Dataset items
▬▬▬▬▬▬
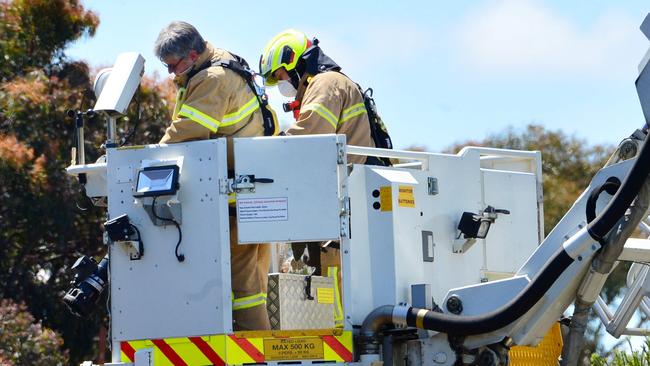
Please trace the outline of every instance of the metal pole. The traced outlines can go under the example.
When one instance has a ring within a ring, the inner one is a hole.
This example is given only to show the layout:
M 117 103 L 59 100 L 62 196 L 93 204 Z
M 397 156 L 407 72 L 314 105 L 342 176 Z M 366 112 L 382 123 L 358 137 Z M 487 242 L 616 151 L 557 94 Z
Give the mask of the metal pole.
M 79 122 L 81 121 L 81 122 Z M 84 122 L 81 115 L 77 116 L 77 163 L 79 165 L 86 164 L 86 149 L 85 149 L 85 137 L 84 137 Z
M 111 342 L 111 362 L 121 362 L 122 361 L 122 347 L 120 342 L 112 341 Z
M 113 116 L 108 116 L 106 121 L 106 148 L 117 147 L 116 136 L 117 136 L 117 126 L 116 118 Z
▬▬▬▬▬▬
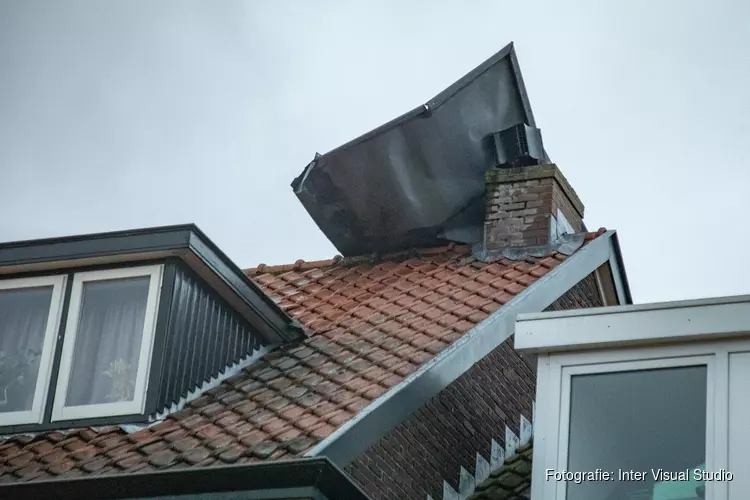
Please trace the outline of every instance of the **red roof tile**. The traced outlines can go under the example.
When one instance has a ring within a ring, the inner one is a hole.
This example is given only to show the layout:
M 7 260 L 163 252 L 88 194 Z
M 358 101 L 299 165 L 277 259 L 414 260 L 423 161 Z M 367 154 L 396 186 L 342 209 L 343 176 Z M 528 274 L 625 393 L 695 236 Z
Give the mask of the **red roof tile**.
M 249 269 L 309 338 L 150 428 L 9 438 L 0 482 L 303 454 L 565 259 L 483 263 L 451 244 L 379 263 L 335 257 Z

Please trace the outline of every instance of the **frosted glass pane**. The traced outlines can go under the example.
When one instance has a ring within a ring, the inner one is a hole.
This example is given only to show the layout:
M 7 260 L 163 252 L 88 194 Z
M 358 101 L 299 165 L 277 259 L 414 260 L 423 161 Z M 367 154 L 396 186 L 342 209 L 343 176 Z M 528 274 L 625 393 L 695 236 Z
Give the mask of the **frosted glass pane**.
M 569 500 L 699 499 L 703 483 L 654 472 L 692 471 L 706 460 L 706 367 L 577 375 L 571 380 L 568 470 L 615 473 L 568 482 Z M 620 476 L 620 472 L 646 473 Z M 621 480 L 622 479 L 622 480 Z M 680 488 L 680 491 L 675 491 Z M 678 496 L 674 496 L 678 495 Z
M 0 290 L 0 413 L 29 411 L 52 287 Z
▬▬▬▬▬▬
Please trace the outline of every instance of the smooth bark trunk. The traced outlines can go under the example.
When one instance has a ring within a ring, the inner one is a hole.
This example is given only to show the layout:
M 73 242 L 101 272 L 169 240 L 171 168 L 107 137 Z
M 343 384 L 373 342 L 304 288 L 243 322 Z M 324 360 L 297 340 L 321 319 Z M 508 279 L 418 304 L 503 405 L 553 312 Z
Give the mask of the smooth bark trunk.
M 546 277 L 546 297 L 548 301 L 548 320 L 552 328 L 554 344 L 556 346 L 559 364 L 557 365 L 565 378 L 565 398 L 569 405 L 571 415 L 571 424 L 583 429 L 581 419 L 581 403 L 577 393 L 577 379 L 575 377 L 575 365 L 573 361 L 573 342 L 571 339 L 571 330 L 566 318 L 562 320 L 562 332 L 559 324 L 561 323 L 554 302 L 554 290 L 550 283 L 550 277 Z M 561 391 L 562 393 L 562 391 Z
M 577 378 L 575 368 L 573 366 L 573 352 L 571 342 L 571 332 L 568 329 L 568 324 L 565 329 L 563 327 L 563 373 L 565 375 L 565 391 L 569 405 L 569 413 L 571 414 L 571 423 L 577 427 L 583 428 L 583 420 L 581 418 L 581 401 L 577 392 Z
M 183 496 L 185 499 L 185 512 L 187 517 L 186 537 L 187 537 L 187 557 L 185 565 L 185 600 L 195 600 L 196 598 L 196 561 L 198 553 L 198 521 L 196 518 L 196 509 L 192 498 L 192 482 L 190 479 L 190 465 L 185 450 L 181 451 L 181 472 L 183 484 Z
▬▬▬▬▬▬
What you give back should be exactly the lines of the data above from the line with "Please trace the outline of every instance of the metal" through the line with "M 117 103 L 59 100 L 62 196 L 93 204 Z", both of those included, and nothing more.

◆ **Answer to the exercise**:
Please trace the outline of every instance of the metal pole. The traced outlines can go under the example.
When one instance has a ring within a ring, the inner one is a hole.
This example is given only to show the layout:
M 117 103 L 59 100 L 62 196 L 93 204 Z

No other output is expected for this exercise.